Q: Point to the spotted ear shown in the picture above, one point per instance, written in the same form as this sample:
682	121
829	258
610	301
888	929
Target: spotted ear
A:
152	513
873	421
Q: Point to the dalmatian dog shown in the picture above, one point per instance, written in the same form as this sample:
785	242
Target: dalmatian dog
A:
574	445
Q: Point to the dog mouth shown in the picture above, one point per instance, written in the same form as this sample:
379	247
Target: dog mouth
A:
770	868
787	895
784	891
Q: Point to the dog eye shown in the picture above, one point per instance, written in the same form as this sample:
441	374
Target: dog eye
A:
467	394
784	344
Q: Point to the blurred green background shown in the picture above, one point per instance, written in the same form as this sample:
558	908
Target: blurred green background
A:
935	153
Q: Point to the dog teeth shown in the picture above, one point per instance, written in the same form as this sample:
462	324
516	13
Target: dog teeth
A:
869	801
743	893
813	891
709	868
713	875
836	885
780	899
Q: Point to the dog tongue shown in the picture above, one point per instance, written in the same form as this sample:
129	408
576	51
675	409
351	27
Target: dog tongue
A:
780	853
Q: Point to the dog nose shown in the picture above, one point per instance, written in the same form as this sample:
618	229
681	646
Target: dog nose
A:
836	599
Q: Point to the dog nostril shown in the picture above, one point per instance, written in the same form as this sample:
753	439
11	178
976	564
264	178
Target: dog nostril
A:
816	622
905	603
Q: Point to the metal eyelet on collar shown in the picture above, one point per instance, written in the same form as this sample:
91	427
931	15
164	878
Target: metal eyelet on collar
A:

+--

THE PROBLEM: Reproduce all the records above in full, requests included, and shift every point coordinate in the answers by -51. Leave the sample coordinates in the requests unchanged.

TASK SOLUTION:
Q: Point to the spotted ear shown in the picture above, one point per instance, written in the same form as this sample:
682	121
829	258
610	301
888	929
Target: spotted ear
A:
101	462
822	370
Q: Point to the dalmatian dog shown in the picture above, one point per instance, written in the same form as this sample:
785	242
Target: dalmatian dog
A:
523	394
Q: Point to the dog mouth shown in the picture above, one point per instance, written in the same form as this sample:
379	247
Target: dog mouth
A:
719	817
736	844
733	840
Q: Point to the dog eye shown in the picture above, one point per instance, written in the same form as this sample:
441	374
Target: dog eye
A:
416	343
733	293
Q: Point to the blurred green background shown in the picture above, one point per instance, written in the same form as this sample:
558	908
Target: blurred green background
A:
884	102
Q: Point to the dog teeth shown in the picture above, one point per instance, written in the same form as this sample:
462	324
516	13
Target: dog teeth
A:
818	750
692	842
762	840
658	817
662	824
785	834
729	848
Q: Point to the dog tongue shown in the picture above, one point per instance, written in the same form as this sample:
129	408
576	51
675	409
351	27
Target: dog tongue
A:
729	802
Q: Point to the dog nose shown in the picture above, one point per instance, written in the same form as this sample:
618	229
681	646
Target: dog nose
A:
785	548
Q: Point to the dog nostril shown in the picture above, one point per instance, written in the same form as this sample:
753	439
11	178
976	564
264	178
Target: dog nostril
A:
765	571
854	552
Q: Point to the metal eyelet on collar shown in the picture above, one point per instance, written in the same form as this sample:
91	427
931	15
164	878
Target: metal eyelet on collar
A:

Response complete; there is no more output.